To do - Please pick up the forum post below about processing 165,000 .rds grid files in parallel in R, and continue it from right after its last sentence.

Overview
I have 165,000 *.rds files that are around 200,000 obs x 13 variables each. These files are unique to grid files (2.5 square mile data) so I need to keep them in their unique grid numbers. Currently, I'm loading each individual file, performing some function on the data, and resaving them to another directory; however, this took up to a week to process and I'm trying to improve the code to run in parallel. I recently started 10 individual RStudio sessions and divided the grids into 10 separate sessions to run in parallel. It worked fine and only took a day to run through. This is not very efficient though and I would like to try to get it running in parallel using only one rsession.
The following code is a simple example I made that closely resembles the basic function of the loop. This is not the exact code as it would not be useful to post all the files and all the code.

Supplied information -
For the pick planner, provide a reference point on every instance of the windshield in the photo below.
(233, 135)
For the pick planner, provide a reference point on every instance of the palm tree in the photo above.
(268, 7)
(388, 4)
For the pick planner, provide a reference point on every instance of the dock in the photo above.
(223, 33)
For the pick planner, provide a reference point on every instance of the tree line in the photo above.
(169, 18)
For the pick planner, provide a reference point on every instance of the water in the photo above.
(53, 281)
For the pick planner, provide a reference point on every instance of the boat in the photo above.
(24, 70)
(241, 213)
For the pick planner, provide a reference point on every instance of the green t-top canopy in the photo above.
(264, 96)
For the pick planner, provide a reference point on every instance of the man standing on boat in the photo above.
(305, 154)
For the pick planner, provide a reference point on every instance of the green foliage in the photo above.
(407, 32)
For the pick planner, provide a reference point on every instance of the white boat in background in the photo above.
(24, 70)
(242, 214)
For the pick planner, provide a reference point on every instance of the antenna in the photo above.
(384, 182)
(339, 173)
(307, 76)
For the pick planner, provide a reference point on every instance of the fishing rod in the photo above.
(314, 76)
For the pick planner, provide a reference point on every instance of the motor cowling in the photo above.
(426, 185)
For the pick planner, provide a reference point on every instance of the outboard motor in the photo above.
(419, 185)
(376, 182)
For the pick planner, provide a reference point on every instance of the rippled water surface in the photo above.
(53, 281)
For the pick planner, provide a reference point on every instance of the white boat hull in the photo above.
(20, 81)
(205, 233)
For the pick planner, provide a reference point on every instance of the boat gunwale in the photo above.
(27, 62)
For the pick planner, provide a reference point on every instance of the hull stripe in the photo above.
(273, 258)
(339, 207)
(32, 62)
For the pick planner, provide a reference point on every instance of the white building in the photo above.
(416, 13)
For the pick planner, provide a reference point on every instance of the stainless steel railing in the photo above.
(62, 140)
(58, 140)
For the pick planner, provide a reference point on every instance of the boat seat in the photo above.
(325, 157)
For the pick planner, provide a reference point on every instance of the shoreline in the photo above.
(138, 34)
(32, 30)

Reply to the task -
Question
Is this the proper way to run parallel when loading individual files, applying a function to the data, and re-save to a directory? It seems to be working, but I don't know if it is the correct way to do this.
RDS Files:
Code
# Multicore
library(doParallel)
cl <- makeCluster(4)
registerDoParallel(cl)
# Function
check <- function(x){
df <- readRDS(paste0("./", x))
df$var <- df$var*2
saveRDS(df, paste0("./temp/", ix))
}
# Directory where *.rds files are
files <- list.files("./")
# for loop
for (i in unique(files)){
check(i)
}
# foreach loop
foreach(i = unique(files)) %dopar% check(i)